Given task: Rewrite the material below as a numbered list, one line per item, with the blank lines dropped.

### Records to process

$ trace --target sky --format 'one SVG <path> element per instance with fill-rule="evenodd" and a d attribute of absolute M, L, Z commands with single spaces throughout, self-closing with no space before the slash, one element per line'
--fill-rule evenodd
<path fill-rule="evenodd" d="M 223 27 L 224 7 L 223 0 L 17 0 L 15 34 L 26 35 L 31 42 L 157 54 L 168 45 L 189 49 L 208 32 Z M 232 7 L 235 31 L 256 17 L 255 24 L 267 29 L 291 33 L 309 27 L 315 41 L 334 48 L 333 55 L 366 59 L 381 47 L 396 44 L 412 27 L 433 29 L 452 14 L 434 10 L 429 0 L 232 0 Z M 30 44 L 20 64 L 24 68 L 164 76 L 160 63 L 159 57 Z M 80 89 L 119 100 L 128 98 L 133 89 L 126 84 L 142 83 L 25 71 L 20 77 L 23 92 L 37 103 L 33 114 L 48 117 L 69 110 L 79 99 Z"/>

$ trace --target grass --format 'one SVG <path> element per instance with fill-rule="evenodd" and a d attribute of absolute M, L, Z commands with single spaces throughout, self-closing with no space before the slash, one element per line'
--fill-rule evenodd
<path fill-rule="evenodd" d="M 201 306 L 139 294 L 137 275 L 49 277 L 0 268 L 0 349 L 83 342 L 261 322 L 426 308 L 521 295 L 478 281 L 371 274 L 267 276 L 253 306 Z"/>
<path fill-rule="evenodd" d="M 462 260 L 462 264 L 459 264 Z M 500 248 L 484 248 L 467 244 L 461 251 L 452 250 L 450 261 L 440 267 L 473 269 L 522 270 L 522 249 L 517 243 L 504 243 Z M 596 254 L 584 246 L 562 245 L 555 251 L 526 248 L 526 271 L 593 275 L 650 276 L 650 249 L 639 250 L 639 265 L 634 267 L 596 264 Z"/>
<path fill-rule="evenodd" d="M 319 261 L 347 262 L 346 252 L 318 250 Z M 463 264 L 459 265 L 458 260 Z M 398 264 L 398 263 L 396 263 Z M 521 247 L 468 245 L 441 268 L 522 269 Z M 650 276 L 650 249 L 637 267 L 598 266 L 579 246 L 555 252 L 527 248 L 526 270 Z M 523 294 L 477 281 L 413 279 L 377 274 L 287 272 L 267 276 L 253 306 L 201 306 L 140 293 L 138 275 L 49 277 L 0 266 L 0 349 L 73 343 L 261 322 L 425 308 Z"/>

######

Response:
1. $ trace --target sky --format 'one SVG <path> element per instance with fill-rule="evenodd" and a d attribute of absolute M, L, Z commands with single spaces throughout, self-closing with no space before the slash, one element per line'
2. --fill-rule evenodd
3. <path fill-rule="evenodd" d="M 223 27 L 224 7 L 223 0 L 17 0 L 15 34 L 26 35 L 31 42 L 157 54 L 168 45 L 189 49 L 208 32 Z M 232 7 L 235 31 L 256 17 L 255 24 L 267 29 L 291 33 L 309 27 L 315 41 L 334 48 L 333 55 L 366 59 L 381 47 L 396 44 L 412 27 L 433 29 L 452 14 L 434 10 L 429 0 L 232 0 Z M 30 44 L 20 64 L 24 68 L 164 76 L 160 63 L 159 57 Z M 80 89 L 119 100 L 128 98 L 133 89 L 126 84 L 142 83 L 25 71 L 20 77 L 23 92 L 37 103 L 33 114 L 48 117 L 69 110 L 79 99 Z"/>
4. $ trace --target grass --format 'one SVG <path> element per instance with fill-rule="evenodd" and a d attribute of absolute M, L, Z commands with single spaces throughout, self-closing with no space before the slash, one element per line'
5. --fill-rule evenodd
6. <path fill-rule="evenodd" d="M 201 306 L 139 294 L 137 275 L 49 277 L 0 268 L 0 349 L 83 342 L 261 322 L 426 308 L 521 295 L 478 281 L 371 274 L 267 276 L 253 306 Z"/>
7. <path fill-rule="evenodd" d="M 462 260 L 462 264 L 459 264 Z M 500 248 L 484 248 L 467 244 L 461 251 L 452 250 L 450 261 L 440 267 L 473 269 L 522 270 L 522 249 L 517 243 L 504 243 Z M 596 254 L 584 246 L 562 245 L 555 251 L 526 248 L 526 271 L 593 275 L 650 276 L 650 249 L 639 250 L 639 265 L 634 267 L 596 264 Z"/>
8. <path fill-rule="evenodd" d="M 319 261 L 347 262 L 346 252 L 318 250 Z M 463 264 L 459 265 L 458 260 Z M 398 264 L 398 263 L 396 263 Z M 521 247 L 468 245 L 441 268 L 522 269 Z M 650 276 L 650 249 L 637 267 L 598 266 L 579 246 L 555 252 L 527 248 L 526 270 Z M 523 294 L 477 281 L 413 279 L 377 274 L 287 272 L 267 276 L 253 306 L 201 306 L 140 293 L 138 275 L 49 277 L 0 266 L 0 349 L 73 343 L 261 322 L 425 308 Z"/>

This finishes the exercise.